▶ [PROBLEM TO SOLVE]:
Your answer should be every line from the records that contains "below".

==*==

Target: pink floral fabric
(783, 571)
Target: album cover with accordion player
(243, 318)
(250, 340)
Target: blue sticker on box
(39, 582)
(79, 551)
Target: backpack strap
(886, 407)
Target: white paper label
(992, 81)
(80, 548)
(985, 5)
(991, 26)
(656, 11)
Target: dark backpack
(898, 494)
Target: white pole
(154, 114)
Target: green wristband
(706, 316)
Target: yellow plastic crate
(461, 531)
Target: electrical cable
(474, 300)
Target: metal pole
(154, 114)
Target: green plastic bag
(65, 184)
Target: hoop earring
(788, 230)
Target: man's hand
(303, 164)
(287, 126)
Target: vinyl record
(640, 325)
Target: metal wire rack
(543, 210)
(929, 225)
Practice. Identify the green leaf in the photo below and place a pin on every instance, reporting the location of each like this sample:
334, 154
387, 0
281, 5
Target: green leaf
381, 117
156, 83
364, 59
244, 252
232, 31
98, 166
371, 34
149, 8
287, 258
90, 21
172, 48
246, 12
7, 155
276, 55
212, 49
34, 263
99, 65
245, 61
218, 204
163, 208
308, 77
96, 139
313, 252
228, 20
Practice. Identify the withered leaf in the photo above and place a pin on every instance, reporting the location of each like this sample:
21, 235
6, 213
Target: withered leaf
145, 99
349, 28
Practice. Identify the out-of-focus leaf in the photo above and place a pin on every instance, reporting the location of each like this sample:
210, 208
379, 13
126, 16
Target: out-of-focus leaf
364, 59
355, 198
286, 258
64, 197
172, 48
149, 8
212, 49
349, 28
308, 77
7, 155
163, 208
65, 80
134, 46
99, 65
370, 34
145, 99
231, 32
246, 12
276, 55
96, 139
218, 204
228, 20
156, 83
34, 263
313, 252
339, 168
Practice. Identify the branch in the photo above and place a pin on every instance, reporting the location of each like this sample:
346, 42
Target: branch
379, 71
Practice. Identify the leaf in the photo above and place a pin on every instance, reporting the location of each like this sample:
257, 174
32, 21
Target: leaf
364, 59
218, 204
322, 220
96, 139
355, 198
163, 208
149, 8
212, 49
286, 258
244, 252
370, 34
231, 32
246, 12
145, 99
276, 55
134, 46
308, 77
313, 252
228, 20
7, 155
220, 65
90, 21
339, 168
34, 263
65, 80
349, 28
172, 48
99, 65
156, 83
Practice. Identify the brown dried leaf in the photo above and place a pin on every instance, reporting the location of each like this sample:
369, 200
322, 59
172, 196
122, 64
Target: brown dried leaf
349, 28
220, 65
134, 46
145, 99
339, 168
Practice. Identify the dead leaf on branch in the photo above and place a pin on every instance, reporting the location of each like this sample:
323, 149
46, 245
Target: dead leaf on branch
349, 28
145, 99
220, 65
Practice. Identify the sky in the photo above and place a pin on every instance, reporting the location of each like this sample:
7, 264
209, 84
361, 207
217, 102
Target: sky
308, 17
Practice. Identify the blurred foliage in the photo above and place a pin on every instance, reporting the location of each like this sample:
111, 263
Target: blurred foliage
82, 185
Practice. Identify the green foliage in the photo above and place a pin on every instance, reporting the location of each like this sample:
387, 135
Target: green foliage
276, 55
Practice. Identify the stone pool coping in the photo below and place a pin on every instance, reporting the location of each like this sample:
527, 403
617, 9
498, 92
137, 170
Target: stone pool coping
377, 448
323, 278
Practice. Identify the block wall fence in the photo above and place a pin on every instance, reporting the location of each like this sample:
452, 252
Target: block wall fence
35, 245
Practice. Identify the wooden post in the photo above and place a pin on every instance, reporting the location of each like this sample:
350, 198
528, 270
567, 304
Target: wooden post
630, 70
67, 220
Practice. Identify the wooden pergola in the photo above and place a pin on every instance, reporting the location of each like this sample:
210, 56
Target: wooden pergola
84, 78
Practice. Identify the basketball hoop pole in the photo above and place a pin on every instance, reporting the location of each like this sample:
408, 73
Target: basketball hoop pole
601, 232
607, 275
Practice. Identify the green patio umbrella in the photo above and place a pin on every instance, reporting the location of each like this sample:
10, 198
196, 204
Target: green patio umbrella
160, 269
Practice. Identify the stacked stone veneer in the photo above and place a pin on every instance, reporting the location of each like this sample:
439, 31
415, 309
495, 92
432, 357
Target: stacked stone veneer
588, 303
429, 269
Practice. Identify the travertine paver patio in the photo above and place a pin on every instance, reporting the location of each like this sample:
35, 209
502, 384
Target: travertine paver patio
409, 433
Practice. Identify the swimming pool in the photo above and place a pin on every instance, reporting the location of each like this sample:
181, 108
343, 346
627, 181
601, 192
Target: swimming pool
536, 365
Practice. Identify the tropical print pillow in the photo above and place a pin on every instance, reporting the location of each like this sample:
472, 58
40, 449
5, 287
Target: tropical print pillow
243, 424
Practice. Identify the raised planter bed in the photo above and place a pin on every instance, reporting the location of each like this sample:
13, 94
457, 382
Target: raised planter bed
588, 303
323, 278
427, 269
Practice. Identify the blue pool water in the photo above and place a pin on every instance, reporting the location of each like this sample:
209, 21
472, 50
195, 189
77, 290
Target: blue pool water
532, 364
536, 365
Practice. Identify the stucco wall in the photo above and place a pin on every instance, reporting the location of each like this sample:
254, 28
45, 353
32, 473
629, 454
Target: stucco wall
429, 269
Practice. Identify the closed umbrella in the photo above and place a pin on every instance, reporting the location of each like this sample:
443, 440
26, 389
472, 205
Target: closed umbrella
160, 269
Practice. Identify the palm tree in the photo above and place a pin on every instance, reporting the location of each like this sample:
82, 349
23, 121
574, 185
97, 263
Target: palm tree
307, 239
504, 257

==*==

▶ [EXERCISE RESPONSE]:
Practice. Identify the green leaf in the photo below and place a pin on every instance, reporting the location of each like this sample:
Practice. Identify the stone pool coping in the photo below and place a pin on every instance, reporting the location of each like this sample:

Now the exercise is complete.